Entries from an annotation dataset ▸
--- begin ---
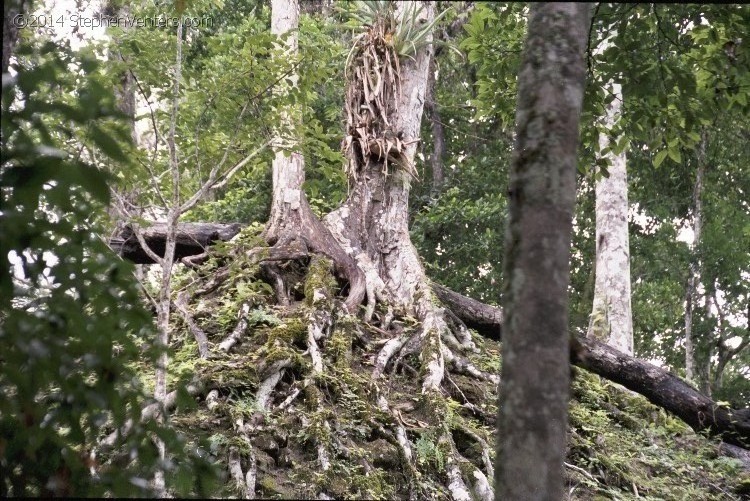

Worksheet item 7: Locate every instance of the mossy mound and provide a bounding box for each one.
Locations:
[156,229,750,500]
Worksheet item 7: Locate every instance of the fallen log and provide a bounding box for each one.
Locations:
[110,223,750,449]
[436,288,750,449]
[109,223,244,264]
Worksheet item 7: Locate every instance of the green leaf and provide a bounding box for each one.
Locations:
[654,150,668,167]
[668,147,682,164]
[91,125,128,162]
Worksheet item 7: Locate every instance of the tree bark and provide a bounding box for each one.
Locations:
[109,222,243,264]
[325,2,434,310]
[588,34,633,355]
[424,58,445,198]
[573,339,750,449]
[495,3,590,500]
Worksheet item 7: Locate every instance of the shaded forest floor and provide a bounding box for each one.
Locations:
[132,230,750,500]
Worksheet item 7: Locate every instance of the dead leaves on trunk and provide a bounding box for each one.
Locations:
[342,13,418,179]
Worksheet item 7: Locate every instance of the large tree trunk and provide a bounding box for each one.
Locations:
[495,3,590,500]
[326,2,434,309]
[325,2,470,402]
[588,33,633,355]
[264,0,365,312]
[685,131,707,381]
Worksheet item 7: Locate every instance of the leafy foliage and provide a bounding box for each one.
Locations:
[0,32,216,496]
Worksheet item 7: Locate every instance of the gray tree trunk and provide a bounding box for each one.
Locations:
[264,0,365,311]
[325,2,435,309]
[2,0,28,73]
[495,3,590,500]
[588,75,633,355]
[685,131,707,381]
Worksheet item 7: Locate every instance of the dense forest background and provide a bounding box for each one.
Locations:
[0,0,750,499]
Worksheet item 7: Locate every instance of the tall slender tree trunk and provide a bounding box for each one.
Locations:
[326,2,434,309]
[588,42,633,355]
[2,0,26,73]
[424,57,445,198]
[264,0,365,312]
[685,131,707,381]
[495,3,590,500]
[154,15,183,496]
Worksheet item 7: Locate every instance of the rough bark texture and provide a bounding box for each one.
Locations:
[685,131,706,381]
[588,66,633,355]
[2,0,28,73]
[496,3,590,500]
[573,339,750,448]
[424,58,445,198]
[325,2,434,307]
[109,222,243,264]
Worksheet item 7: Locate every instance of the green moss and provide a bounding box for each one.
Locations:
[304,256,336,307]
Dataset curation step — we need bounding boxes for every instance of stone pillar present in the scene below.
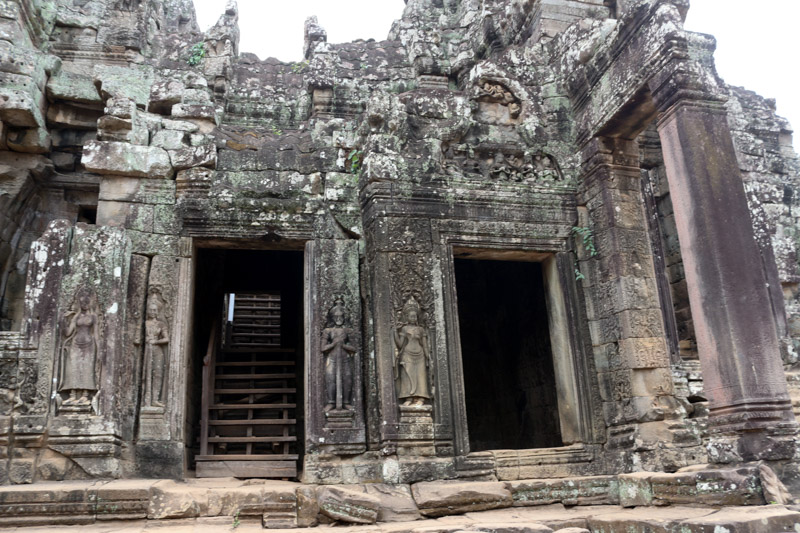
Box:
[650,71,796,462]
[574,138,697,468]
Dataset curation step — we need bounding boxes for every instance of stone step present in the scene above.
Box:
[0,464,800,533]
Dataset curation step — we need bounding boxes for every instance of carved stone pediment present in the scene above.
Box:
[444,144,563,183]
[473,80,522,125]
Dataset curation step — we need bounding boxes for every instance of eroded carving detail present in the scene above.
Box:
[394,295,432,406]
[144,287,170,409]
[444,145,563,183]
[321,297,357,418]
[478,80,522,119]
[58,288,101,413]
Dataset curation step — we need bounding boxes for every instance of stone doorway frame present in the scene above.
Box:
[181,239,312,477]
[442,239,605,456]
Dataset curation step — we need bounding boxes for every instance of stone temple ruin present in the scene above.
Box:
[0,0,800,531]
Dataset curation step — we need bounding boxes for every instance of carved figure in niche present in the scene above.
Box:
[394,296,431,405]
[489,152,510,180]
[508,154,527,181]
[533,153,559,181]
[478,81,522,119]
[58,289,100,409]
[321,298,356,413]
[144,288,169,407]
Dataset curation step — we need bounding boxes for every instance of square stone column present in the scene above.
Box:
[651,69,797,462]
[574,137,699,468]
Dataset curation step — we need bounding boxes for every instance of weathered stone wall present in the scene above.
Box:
[0,0,800,484]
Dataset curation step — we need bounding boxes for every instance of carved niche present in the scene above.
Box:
[390,254,435,412]
[57,287,102,414]
[142,286,170,411]
[444,145,563,183]
[320,297,358,428]
[474,80,522,124]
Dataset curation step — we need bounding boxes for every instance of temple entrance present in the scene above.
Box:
[454,258,563,452]
[189,249,304,479]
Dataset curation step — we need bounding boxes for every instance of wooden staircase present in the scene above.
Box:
[195,294,298,479]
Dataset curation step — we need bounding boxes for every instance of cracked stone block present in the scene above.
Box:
[81,141,172,178]
[317,486,381,524]
[411,481,514,517]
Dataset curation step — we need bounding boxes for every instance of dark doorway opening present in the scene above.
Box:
[187,249,305,478]
[455,259,563,452]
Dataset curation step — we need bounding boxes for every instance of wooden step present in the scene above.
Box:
[209,403,297,410]
[194,453,300,461]
[222,346,295,353]
[208,418,297,426]
[217,361,295,367]
[214,374,297,380]
[214,388,297,394]
[208,437,297,443]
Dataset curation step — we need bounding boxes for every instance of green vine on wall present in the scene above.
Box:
[186,43,206,67]
[572,226,597,257]
[572,226,597,281]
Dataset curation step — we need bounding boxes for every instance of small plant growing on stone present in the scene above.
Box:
[572,226,597,281]
[186,43,206,67]
[292,61,308,74]
[347,149,364,174]
[572,226,597,257]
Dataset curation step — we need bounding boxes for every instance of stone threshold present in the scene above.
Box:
--- end ---
TASK DESCRIPTION ▸ Put the lines of the records above into a JSON list of strings, one string per line and no blank lines. Begin at the line that contains "stone wall present in the scene above." and stop after the line that contains "[208,437,297,443]".

SOLUTION BELOW ▸
[
  "Dataset curation step — we need bounding boxes for every instance of weathered stone wall present in the scene above.",
  "Box:",
  "[0,0,800,484]",
  "Dataset curation step — we need bounding boxes for every instance of carved niche present in the scene above.",
  "Box:",
  "[390,254,435,412]",
  "[57,287,102,414]",
  "[142,286,170,411]",
  "[444,145,563,183]",
  "[320,297,358,428]",
  "[474,80,522,124]",
  "Dataset curation step — we need bounding boxes for every instance of temple entrance present in the scene above.",
  "Box:",
  "[454,258,563,452]",
  "[189,249,304,479]",
  "Dataset curation step — we need bounding boxes for every instance of wooden staircase present in the scene above.",
  "Box:",
  "[195,294,298,479]",
  "Dataset curation step — we need bounding boxes for every instance of cracked stone block present in the scene above.",
  "Box:",
  "[81,141,172,178]",
  "[317,486,381,524]",
  "[411,481,514,517]",
  "Dataset curation step — we need bounding boxes for every instance of dark doorway opening present in the scene above.",
  "Box:",
  "[187,249,305,478]",
  "[455,259,563,452]",
  "Dataset curation step — we need bounding boxes for every instance of wooden step present in the scene above.",
  "Box:",
  "[209,403,297,410]",
  "[194,453,300,461]",
  "[222,346,295,353]",
  "[208,418,297,426]",
  "[217,361,295,367]",
  "[214,374,297,380]",
  "[214,388,297,394]",
  "[208,437,297,443]"
]